■ STATED TASK ■
In the records below, reproduce verbatim everything from the line containing "Where can the white knee" down to the line containing "<point>552,448</point>", including both of those lines, and nothing else.
**** DATA
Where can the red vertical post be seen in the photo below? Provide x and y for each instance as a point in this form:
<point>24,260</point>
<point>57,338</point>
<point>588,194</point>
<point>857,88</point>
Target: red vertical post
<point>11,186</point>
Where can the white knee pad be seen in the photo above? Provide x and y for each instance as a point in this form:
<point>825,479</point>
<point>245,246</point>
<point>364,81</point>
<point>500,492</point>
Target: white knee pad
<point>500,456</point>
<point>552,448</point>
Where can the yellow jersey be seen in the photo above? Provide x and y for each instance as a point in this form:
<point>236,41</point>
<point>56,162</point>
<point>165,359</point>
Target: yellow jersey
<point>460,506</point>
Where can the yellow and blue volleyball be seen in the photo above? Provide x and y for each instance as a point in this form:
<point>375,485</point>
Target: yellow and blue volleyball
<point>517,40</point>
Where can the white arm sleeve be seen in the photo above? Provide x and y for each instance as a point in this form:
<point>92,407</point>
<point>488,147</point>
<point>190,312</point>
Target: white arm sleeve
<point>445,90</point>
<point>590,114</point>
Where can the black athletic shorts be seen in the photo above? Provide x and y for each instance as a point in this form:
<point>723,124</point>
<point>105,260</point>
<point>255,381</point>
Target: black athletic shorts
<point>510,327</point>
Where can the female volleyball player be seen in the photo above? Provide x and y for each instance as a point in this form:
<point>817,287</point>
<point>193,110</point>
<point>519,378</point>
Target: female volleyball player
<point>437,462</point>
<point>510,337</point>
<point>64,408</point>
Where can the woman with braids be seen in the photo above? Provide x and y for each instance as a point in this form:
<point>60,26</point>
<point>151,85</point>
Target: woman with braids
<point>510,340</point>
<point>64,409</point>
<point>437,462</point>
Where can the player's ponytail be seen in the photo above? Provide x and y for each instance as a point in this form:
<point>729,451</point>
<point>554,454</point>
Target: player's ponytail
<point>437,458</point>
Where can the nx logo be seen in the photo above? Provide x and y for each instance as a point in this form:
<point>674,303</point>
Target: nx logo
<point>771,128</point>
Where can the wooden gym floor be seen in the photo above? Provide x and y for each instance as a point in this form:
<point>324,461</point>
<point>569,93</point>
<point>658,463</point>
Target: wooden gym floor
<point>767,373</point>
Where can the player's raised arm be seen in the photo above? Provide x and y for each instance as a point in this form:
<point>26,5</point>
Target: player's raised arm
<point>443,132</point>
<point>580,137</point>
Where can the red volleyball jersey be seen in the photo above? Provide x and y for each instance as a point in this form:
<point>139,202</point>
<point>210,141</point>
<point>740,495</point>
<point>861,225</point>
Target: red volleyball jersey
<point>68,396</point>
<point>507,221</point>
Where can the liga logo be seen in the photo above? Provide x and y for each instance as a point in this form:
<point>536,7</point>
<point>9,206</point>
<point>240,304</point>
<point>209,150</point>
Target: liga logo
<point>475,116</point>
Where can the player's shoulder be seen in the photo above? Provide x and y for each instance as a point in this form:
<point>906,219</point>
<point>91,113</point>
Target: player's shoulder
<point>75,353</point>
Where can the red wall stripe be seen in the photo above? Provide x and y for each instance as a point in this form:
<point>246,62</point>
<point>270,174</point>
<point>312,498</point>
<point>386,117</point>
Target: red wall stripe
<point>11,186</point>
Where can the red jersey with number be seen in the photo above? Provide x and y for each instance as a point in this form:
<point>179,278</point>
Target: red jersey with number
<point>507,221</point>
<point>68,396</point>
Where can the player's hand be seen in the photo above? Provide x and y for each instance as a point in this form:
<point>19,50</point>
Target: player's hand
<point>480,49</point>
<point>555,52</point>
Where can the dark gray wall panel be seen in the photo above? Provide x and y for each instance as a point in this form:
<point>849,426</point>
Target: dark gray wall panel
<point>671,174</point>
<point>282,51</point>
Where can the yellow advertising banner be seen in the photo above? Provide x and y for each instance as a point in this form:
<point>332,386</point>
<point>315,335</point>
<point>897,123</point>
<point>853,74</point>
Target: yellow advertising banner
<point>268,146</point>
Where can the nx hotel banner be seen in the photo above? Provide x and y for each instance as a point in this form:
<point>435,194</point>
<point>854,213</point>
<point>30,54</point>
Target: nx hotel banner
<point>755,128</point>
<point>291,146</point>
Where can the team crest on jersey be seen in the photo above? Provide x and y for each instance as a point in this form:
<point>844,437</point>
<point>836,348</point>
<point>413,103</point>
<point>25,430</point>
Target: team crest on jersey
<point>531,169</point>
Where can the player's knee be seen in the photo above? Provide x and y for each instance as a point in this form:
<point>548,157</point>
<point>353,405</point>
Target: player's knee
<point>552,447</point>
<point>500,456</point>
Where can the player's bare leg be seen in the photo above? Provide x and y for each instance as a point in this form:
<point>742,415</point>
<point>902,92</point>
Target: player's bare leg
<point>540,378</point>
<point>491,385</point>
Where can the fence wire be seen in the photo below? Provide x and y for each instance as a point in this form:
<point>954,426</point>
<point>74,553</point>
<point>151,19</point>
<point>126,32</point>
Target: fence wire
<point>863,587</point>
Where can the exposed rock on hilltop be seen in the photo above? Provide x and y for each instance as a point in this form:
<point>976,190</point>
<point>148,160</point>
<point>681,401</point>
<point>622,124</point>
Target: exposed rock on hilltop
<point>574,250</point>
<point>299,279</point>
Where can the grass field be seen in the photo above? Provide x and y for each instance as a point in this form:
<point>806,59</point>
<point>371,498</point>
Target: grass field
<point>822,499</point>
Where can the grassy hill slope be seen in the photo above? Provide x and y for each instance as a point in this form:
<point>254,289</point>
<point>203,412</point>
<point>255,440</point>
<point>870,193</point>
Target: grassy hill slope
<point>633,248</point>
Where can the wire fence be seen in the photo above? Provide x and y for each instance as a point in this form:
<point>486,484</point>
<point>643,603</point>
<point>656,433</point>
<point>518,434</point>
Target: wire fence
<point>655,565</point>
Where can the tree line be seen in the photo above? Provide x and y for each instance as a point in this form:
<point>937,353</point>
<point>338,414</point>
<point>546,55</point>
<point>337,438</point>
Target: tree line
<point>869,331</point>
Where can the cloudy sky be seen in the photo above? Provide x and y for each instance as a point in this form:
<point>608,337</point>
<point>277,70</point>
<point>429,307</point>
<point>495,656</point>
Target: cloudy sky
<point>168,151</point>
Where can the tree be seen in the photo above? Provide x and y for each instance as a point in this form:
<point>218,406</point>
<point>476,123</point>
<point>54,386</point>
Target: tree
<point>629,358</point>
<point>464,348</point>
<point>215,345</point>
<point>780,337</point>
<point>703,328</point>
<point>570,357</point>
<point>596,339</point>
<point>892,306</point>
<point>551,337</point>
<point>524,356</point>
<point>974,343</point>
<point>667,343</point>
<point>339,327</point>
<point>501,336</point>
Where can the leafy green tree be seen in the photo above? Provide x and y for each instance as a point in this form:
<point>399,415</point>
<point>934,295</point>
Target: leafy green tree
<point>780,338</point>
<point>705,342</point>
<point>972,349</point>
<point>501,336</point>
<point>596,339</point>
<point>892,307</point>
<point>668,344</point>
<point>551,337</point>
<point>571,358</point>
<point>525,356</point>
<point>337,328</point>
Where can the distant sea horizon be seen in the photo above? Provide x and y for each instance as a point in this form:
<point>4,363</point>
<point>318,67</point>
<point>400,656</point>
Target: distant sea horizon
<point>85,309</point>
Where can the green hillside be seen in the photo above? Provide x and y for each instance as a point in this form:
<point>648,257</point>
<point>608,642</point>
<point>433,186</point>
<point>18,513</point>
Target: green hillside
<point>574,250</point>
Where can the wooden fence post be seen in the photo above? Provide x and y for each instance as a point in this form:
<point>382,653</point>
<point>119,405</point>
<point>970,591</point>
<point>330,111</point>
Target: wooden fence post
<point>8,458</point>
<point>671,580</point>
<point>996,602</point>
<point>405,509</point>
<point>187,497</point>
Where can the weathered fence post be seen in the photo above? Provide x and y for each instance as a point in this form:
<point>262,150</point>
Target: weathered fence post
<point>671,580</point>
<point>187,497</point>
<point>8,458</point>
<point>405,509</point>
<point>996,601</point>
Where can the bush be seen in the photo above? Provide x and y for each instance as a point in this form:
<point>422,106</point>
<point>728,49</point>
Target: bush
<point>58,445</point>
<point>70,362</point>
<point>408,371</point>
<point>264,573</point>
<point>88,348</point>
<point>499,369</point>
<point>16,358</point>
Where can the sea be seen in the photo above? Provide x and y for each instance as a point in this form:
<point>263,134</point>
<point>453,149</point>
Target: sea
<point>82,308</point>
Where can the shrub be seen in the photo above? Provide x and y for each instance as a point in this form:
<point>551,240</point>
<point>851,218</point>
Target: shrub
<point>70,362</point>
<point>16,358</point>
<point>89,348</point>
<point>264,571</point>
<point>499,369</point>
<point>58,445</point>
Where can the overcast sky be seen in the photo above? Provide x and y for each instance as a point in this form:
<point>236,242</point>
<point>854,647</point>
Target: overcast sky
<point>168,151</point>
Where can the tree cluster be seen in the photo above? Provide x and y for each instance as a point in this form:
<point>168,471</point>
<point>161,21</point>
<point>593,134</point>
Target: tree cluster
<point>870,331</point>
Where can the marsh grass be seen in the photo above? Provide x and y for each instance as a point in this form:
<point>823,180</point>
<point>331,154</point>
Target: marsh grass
********
■ ANSWER FOR THE TASK ■
Where can the white knee pad be seen in the photo above? Provide x and y for each instance as a point in this form:
<point>825,479</point>
<point>245,246</point>
<point>364,81</point>
<point>500,492</point>
Target: white knee pad
<point>500,456</point>
<point>552,448</point>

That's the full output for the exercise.